• TO DO:
Give back all of the records underneath exactly, with no omissions.

[Stored items from a collection]
/---
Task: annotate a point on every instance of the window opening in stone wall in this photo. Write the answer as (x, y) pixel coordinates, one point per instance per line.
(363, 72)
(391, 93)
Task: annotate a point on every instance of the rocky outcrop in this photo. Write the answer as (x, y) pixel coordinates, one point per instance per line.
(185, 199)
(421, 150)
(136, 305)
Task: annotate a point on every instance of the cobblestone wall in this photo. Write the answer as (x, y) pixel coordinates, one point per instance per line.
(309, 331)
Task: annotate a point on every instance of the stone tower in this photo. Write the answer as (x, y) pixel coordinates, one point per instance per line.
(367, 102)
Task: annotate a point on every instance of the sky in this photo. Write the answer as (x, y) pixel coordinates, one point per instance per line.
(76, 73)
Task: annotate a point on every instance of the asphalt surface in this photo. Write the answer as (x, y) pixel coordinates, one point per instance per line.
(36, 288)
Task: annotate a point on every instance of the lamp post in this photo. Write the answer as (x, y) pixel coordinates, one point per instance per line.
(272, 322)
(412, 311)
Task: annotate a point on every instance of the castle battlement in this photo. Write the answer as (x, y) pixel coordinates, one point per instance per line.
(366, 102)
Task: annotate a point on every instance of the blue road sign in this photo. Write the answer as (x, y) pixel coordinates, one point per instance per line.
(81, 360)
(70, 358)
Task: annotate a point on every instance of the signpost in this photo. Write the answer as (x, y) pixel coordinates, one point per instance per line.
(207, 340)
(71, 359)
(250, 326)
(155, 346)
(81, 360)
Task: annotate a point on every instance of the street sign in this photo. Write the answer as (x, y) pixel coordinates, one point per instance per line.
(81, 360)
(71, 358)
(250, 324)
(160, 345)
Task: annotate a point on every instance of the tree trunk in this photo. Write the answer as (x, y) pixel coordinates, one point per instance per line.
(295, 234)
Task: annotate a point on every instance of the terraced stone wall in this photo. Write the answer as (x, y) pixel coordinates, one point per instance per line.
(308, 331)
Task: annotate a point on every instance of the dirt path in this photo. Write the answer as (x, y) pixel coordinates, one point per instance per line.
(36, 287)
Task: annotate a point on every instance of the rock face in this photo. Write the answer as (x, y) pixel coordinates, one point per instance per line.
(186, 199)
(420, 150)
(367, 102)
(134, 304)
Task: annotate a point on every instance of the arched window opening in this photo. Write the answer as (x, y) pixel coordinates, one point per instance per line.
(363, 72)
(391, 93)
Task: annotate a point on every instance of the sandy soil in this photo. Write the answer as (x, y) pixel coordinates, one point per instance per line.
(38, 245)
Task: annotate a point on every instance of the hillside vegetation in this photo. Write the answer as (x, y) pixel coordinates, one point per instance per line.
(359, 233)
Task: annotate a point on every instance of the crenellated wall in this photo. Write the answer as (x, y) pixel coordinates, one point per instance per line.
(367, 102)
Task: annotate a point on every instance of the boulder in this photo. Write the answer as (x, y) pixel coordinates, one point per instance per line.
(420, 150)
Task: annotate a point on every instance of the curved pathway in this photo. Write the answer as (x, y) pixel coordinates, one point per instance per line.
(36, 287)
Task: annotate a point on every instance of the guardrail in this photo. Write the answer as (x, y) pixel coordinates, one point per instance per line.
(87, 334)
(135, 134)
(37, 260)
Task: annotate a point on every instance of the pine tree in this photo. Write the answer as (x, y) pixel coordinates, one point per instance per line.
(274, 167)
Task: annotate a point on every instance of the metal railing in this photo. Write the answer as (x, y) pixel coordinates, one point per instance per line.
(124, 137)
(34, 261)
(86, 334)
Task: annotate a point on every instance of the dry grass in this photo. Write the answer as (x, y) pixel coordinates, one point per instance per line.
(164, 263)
\---
• TASK SOLUTION:
Task: annotate a point on every instance of the window opening in stone wall in this photo. Write the answer as (x, y) pixel coordinates, one point per instance per line.
(363, 72)
(391, 93)
Task: annotate a point on every instance of the rocky outcrop in this photo. Write the answer as (x, y) pixel coordinates, one point per instance per line.
(185, 199)
(421, 150)
(136, 305)
Task: annotate a point on every instance of the cobblestone wall in this photo. Write the answer as (x, y) pixel coordinates, one point per instance per line.
(309, 331)
Task: annotate a point on every instance of the stone tower in this photo. Write the answer as (x, y) pixel coordinates, one point per instance per line.
(367, 102)
Task: annotate a point on every instance of the sky in this photo. Write the answer as (x, y) pixel coordinates, one point per instance per line.
(76, 73)
Task: annotate a point on every instance of the asphalt surface in this photo. Write the answer as (x, y) pixel coordinates, one point per instance per line.
(36, 288)
Task: annotate a point on every instance of the lamp post in this photo. Write the answer as (x, y) pixel coordinates, one point per instance per line.
(272, 322)
(412, 311)
Task: annotate a point on every instance of the castle battlement in this photo. Write the answer as (x, y) pixel coordinates, one point per instance per line.
(366, 102)
Task: annotate a point on every instance of the blue road sign in this photo. Write the answer as (x, y) pixel coordinates, one point per instance per line.
(81, 360)
(70, 358)
Task: annotate a point on every instance of the signpost in this photo. Write the answer as (x, y) pixel coordinates, one point per instance per line.
(207, 340)
(71, 359)
(250, 326)
(155, 346)
(81, 360)
Task: annotate a point on every instance of the street sign in this photo. Write the answer as (x, y) pixel coordinates, one point per instance per line.
(81, 360)
(71, 358)
(250, 324)
(160, 345)
Task: annotate a point on every instance of the tree trunk in this photo. Write the answer as (x, y) pixel coordinates, one point per instance per line.
(295, 234)
Task: annotate a point on every instance of the terraced stone wall in this photo. Write the answer as (x, y) pixel coordinates, one point per instance per line.
(308, 331)
Task: annotate a point on every instance of the dirt path in this photo. Write the answer as (x, y) pixel coordinates, one point per instance per line.
(36, 287)
Task: annotate a point on every instance of the rock face in this photo. Write the answer as (x, y) pixel coordinates, one point per instance per line.
(186, 199)
(420, 150)
(367, 102)
(134, 304)
Task: annotate a point on every instance of the arched window opening in this photo. Write the answer as (x, y) pixel coordinates, one point per instance per line.
(363, 72)
(391, 93)
Task: annotate a point on every instance of the sandy soil in this photo. Write the answer as (x, y) pixel coordinates, one point per instance per line.
(38, 245)
Task: annotate a point on every instance of the hillside vegetation in this photo. Write the answer as (x, y) pixel coordinates, one point per instance per line.
(359, 233)
Task: annotate a point on every instance of the crenellated wall in this photo. Write the answer as (x, y) pixel coordinates, one point per instance per line.
(367, 102)
Task: annotate a point on every instance of the boulder in this photo. Write the answer as (x, y) pixel coordinates, one point per instance per line.
(420, 150)
Task: annotate a point on every instance of the curved pathway in this photo. Write the answer as (x, y) pixel coordinates, one point per instance per line.
(36, 287)
Task: annotate a point on every instance of the guardrail in this photo. Write the answer as (x, y) pixel coordinates, one point per instance per line.
(87, 334)
(135, 134)
(37, 260)
Task: annotate a point on every instance of the pine tree in this photo. Write the answer as (x, y) pixel coordinates, one point per instance per line.
(274, 167)
Task: annotate a point on every instance of the metal railing in this photo. Write the answer as (x, y) pixel coordinates, one point per instance per line.
(124, 137)
(34, 261)
(86, 334)
Task: annotate a point on every instance of the dry grass in this photo. Write the answer as (x, y) pixel coordinates, one point per instance per line.
(164, 263)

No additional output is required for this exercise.